**AUSGEWÄHLTER TEXT**
──────
Singende Nörgler
Der in Finnland lebende Performance-Künstler Oliver Kochta-Kalleinen hat die notorische Unzufriedenheit der Menschen in ein optimistisches Projekt umgemünzt: die Beschwerde-Chöre. Singend bringen die Leute hier zum Ausdruck, worüber sie sich ärgern.
Wenn Oliver Kochta-Kalleinen eine Aufnahme mit dem Beschwerde-Chor aus Birmingham hört, huscht ein Lächeln über sein jungenhaftes Gesicht: die Begeisterung der Mitglieder, ihre selbst geschriebenen Beschwerden über nervende Jobs und schlechte Busverbindungen singend zu präsentieren, war deutlich größer als ihr musikalisches Talent. Trotzdem erinnert sich der 35-Jährige gern an die Arbeit mit dem ersten so genannten "complaints choir" vor zwei Jahren:
"Die Proben, das war immer so ne erweiterte Party, wir haben im Probenraum anschließend noch gemeinsam gegessen, Bier getrunken und geredet, und die meisten Ideen sind dabei entstanden, das war toll."
Die Idee kam Oliver Kochta-Kalleinen und seiner finnischen Frau Tellervo bei einem Spaziergang im winterlichen Helsinki: Sie stellten fest, überall beschweren sich die Menschen – und dieses Energiepotenzial wollten sie für ein Projekt nutzen. Tellervo fiel ein, dass in ihrer Muttersprache Leute, die ständig nörgeln, "Beschwerde-Chor" genannt werden! So kam das Projekt zu Form und Titel. Sie sammelten unter anderem in Sankt Petersburg, Hamburg und Helsinki Beschwerden und probten ein paar Wochen mit den Sängern. Mit einem Konzert endete dann das offizielle Projekt vor Ort. Besonders eindrucksvoll war im vergangenen Jahr der Auftritt des fast hundertstimmigen Chores in Helsinki.
──────
[Einträge aus einer Sammlung]
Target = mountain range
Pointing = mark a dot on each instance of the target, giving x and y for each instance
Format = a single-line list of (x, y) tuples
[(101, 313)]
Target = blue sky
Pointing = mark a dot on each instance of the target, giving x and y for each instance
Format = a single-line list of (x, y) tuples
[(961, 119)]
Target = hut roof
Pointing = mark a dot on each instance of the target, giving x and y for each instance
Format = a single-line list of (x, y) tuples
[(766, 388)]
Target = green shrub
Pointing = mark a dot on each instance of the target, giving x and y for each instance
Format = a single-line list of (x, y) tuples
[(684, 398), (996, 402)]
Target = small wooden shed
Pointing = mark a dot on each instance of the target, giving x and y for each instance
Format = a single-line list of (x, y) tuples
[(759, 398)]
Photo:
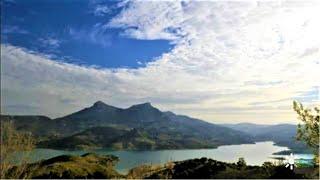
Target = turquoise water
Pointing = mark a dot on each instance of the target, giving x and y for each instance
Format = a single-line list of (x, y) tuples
[(254, 154)]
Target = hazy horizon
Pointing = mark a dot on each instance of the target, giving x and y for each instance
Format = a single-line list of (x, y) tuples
[(219, 61)]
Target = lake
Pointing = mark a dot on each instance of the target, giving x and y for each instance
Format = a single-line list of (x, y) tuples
[(254, 154)]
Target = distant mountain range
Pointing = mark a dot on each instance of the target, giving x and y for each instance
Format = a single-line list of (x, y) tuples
[(143, 126), (140, 126)]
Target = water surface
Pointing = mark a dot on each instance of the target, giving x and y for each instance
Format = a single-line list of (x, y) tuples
[(254, 154)]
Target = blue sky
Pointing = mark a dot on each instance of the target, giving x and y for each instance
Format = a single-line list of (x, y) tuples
[(73, 31), (221, 61)]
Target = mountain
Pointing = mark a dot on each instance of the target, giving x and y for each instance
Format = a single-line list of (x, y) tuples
[(140, 126), (281, 134)]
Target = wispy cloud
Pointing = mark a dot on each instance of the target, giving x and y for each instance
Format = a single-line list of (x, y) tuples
[(8, 29), (50, 42), (232, 62), (96, 35), (102, 10)]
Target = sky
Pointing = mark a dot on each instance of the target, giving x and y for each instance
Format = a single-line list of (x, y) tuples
[(220, 61)]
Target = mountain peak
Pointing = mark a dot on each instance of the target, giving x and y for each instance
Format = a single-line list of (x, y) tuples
[(143, 105), (101, 105)]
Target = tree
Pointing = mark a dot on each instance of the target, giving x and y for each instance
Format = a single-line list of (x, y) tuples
[(309, 130), (13, 142)]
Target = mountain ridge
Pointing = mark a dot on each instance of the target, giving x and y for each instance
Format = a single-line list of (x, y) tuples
[(160, 129)]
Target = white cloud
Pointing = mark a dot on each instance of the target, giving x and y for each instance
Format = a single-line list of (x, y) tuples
[(50, 42), (232, 62)]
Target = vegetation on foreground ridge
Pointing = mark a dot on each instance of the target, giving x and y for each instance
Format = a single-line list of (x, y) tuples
[(94, 166)]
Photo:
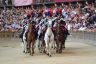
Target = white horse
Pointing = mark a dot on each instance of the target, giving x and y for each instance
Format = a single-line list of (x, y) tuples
[(49, 38)]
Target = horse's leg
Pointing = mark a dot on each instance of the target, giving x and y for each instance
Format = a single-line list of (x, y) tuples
[(25, 46), (63, 45), (60, 50), (47, 47), (32, 47), (57, 48)]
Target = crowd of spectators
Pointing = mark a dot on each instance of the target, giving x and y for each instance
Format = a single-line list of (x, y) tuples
[(78, 17)]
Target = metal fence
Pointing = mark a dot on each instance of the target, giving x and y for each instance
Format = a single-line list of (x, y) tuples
[(83, 37), (88, 37)]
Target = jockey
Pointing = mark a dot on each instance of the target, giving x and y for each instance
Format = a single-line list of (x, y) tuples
[(55, 12)]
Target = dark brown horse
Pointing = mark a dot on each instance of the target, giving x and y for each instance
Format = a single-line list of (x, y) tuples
[(31, 38), (60, 36)]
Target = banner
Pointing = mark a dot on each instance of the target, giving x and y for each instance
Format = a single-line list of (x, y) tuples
[(66, 0), (21, 2)]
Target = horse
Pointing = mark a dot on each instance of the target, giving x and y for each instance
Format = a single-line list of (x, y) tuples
[(31, 37), (40, 38), (24, 38), (49, 38), (61, 34)]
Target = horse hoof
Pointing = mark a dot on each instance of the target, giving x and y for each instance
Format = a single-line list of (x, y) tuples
[(60, 52), (31, 54), (49, 55)]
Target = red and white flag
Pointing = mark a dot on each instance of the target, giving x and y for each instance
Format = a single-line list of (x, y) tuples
[(22, 2)]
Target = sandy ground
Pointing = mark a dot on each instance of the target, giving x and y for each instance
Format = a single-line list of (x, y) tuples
[(75, 53)]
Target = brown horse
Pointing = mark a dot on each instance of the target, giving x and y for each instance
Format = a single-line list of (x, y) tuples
[(60, 36), (31, 37)]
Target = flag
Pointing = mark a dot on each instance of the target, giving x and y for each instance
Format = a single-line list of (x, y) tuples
[(22, 2)]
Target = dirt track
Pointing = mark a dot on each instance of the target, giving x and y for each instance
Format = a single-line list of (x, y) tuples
[(75, 53)]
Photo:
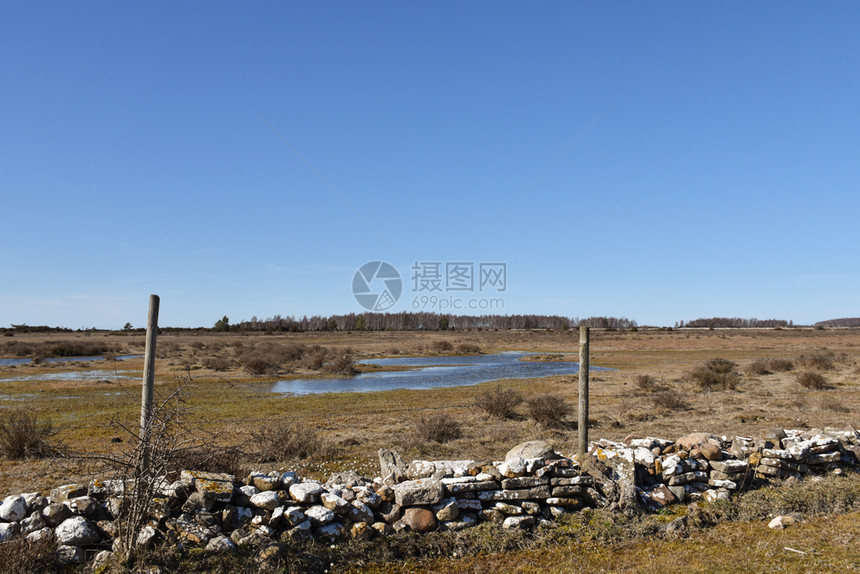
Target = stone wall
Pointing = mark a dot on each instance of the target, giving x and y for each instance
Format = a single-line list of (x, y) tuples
[(534, 485)]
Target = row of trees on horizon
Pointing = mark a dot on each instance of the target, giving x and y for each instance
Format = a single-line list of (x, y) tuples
[(428, 321)]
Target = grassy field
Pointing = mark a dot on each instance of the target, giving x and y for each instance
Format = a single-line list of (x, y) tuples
[(651, 392)]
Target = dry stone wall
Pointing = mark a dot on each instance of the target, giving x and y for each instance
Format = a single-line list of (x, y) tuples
[(533, 486)]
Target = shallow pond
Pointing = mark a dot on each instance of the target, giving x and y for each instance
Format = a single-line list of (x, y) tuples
[(70, 376), (27, 361), (433, 372)]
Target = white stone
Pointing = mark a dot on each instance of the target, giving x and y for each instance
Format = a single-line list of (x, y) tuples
[(249, 490), (13, 508), (288, 479), (8, 530), (320, 514), (268, 500), (715, 495), (334, 502), (39, 535), (306, 492), (76, 531), (360, 512), (295, 515), (513, 468), (67, 555), (330, 532), (518, 522)]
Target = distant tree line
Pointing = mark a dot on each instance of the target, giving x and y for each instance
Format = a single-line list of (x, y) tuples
[(421, 321), (846, 322), (24, 328), (735, 323)]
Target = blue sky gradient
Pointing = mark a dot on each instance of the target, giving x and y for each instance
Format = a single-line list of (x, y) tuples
[(197, 150)]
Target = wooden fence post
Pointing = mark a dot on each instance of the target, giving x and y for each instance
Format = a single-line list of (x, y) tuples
[(148, 381), (583, 391)]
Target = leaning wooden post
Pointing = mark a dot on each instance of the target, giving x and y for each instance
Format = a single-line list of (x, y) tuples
[(583, 390), (148, 382)]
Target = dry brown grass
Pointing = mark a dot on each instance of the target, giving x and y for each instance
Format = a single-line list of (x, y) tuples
[(811, 380), (499, 402), (548, 410), (230, 401)]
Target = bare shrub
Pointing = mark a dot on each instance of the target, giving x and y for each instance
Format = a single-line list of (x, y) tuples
[(314, 360), (217, 363), (780, 365), (811, 380), (548, 410), (669, 401), (646, 383), (436, 427), (499, 402), (262, 360), (206, 458), (279, 442), (442, 346), (23, 435), (342, 365), (819, 363), (759, 367), (717, 374), (468, 349)]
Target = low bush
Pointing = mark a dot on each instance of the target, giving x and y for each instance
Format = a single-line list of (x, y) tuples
[(759, 367), (646, 383), (499, 402), (548, 410), (667, 400), (780, 365), (20, 556), (23, 435), (436, 427), (811, 380), (819, 363), (716, 375), (279, 442), (342, 365), (217, 363), (468, 349), (207, 458), (442, 346)]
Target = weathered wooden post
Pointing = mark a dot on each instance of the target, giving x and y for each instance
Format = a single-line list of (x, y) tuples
[(583, 390), (148, 381)]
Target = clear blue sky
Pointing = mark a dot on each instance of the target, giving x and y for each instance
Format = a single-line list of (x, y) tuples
[(197, 150)]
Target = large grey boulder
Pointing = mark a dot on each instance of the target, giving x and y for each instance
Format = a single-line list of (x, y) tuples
[(76, 531), (220, 545), (532, 449), (267, 500), (71, 555), (8, 530), (320, 515), (306, 492), (392, 466), (13, 508), (424, 491)]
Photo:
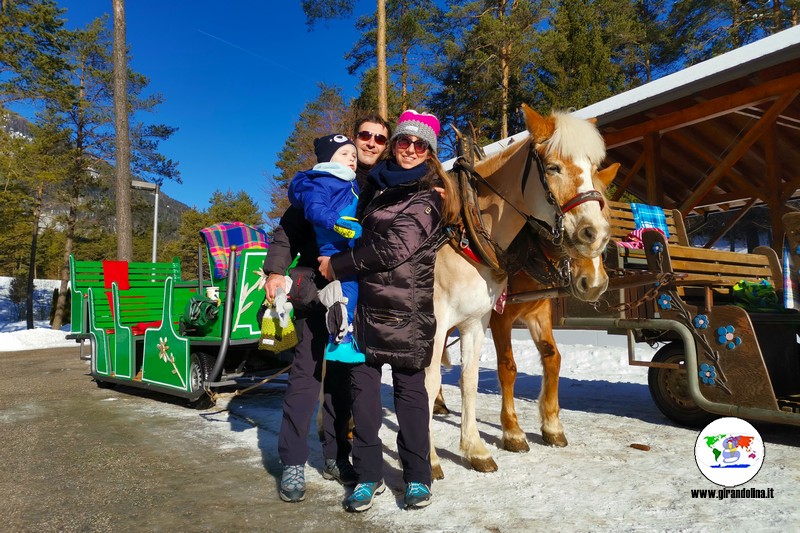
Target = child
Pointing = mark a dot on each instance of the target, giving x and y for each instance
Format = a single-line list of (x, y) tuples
[(328, 195)]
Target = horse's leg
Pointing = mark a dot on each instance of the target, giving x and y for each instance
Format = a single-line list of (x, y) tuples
[(513, 437), (540, 324), (439, 405), (433, 384), (475, 451)]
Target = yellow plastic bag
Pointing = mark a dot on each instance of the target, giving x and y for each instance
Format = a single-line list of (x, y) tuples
[(277, 327)]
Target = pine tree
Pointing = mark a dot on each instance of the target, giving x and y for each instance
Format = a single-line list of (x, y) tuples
[(706, 28), (325, 115), (410, 45), (485, 51), (576, 61)]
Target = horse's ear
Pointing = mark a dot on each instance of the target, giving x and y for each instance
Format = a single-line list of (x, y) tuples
[(607, 175), (537, 125)]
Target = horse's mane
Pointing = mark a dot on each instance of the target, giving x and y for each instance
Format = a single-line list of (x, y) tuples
[(490, 165), (574, 138)]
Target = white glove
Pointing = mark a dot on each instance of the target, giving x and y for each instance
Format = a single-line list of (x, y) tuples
[(282, 307), (336, 317)]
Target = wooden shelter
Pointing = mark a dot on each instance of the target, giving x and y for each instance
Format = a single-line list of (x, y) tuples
[(720, 135)]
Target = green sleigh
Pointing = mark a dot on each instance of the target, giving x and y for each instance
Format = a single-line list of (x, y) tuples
[(148, 328)]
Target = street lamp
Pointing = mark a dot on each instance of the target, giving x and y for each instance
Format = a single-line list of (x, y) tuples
[(147, 186)]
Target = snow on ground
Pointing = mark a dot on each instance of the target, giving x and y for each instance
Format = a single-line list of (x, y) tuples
[(14, 336), (597, 483)]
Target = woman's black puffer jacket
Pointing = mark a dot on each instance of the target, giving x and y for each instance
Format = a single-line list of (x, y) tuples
[(394, 261)]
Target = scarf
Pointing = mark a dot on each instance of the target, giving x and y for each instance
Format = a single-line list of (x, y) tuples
[(388, 174)]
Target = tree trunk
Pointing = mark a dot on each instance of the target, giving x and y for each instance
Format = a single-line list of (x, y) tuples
[(383, 104), (123, 155), (58, 316), (37, 213)]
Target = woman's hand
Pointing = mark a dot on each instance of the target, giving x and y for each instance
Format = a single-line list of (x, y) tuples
[(325, 267), (274, 282)]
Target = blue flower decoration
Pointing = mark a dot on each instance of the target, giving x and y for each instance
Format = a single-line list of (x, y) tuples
[(701, 322), (707, 373), (726, 337)]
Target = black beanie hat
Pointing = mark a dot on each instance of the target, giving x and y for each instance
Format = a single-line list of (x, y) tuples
[(325, 147)]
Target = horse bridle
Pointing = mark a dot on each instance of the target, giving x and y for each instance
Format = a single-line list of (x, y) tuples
[(556, 268), (553, 234)]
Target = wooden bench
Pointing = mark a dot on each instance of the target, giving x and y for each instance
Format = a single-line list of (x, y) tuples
[(696, 267)]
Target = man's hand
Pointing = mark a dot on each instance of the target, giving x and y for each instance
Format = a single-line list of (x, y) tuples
[(274, 282)]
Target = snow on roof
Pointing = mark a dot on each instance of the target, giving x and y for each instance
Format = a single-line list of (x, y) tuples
[(760, 54)]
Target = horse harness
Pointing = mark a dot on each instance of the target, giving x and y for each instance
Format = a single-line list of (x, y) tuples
[(538, 251)]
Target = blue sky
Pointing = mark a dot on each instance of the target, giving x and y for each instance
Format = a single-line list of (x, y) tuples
[(234, 75)]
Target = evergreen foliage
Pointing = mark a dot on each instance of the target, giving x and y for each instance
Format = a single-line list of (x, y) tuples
[(323, 116)]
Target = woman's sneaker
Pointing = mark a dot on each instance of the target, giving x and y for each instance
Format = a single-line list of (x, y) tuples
[(362, 496), (293, 483), (418, 495), (341, 470)]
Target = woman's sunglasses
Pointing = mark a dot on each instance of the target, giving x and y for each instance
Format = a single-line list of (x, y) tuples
[(420, 146), (380, 139)]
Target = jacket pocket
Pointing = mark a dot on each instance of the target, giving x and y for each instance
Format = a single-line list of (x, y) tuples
[(384, 330)]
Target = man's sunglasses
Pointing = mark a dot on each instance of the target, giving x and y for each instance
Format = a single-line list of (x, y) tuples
[(420, 146), (380, 138)]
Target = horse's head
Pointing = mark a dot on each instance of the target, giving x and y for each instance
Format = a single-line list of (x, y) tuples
[(569, 152)]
──────
**AUFGABENSTELLUNG**
Beantworte diese Fragen zum Text über die Beschwerde-Chöre:
1. Wie alt ist Oliver Kochta-Kalleinen?
2. Wo kam ihm und seiner Frau die Idee zu dem Projekt?
3. Womit endete das offizielle Projekt vor Ort?
Die Einträge stammen aus einer anderen Quelle als der Text.

**ANTWORT**
1. 35 Jahre.
2. Bei einem Spaziergang im winterlichen Helsinki.
3. Mit einem Konzert.